[start]

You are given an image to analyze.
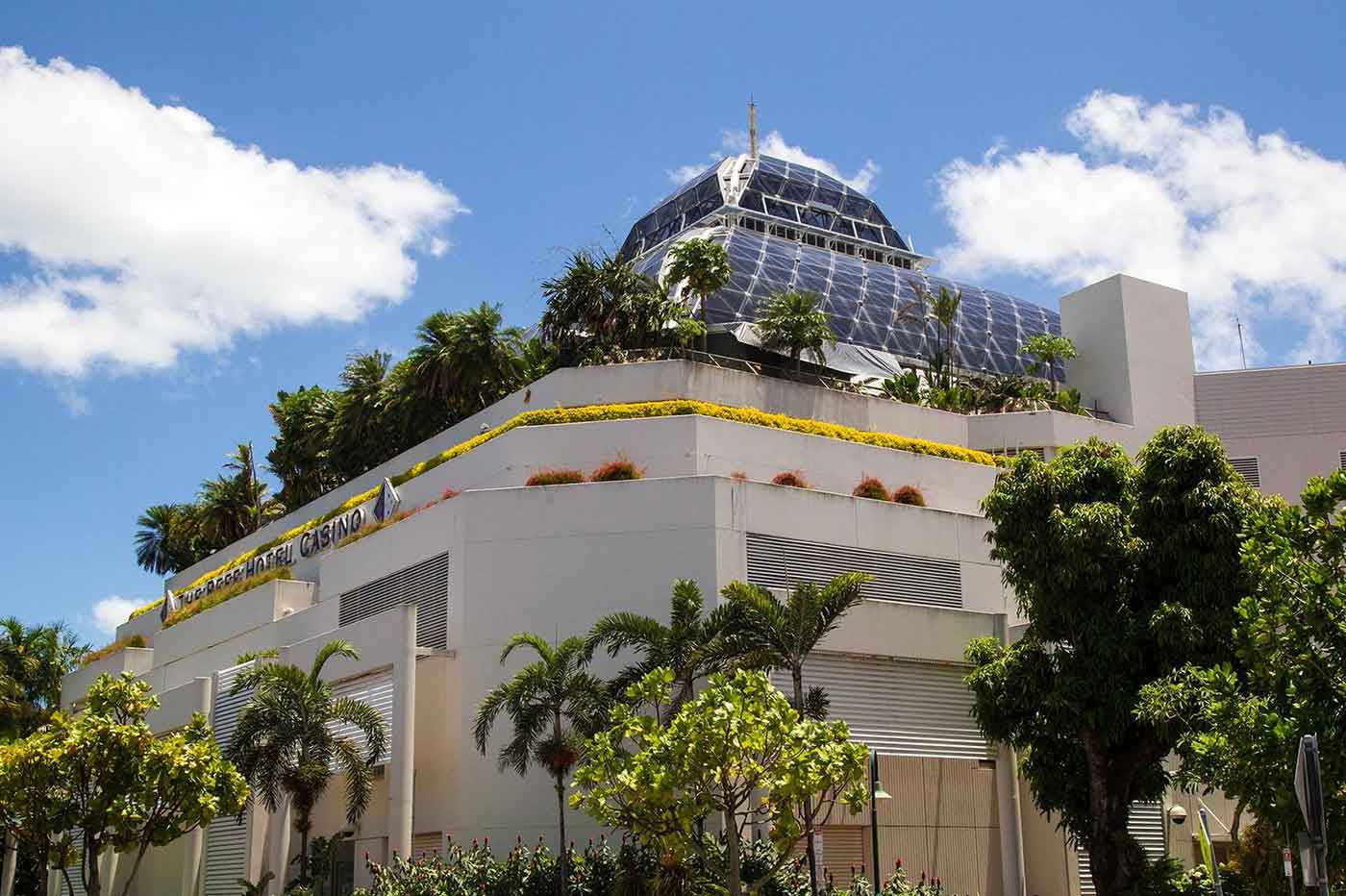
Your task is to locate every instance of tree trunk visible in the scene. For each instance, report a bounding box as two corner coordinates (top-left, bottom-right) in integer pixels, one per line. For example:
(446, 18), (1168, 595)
(556, 772), (571, 896)
(1084, 734), (1145, 896)
(724, 811), (743, 896)
(790, 666), (818, 893)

[end]

Task brief:
Please render the listing above as a JSON list of strings, one string per line, leaving out blank lines and the picture.

Written answer:
[
  "You are given an image to analyze.",
  "Your task is to locate every instance of tree trunk visible in the scene. For each instance, report a bounding box as two corner coordinates (top-left, bottom-right) in integer pixels, one per line. For example:",
  "(446, 18), (1168, 595)",
  "(556, 772), (571, 896)",
  "(1084, 734), (1145, 896)",
  "(724, 811), (743, 896)",
  "(790, 666), (818, 893)"
]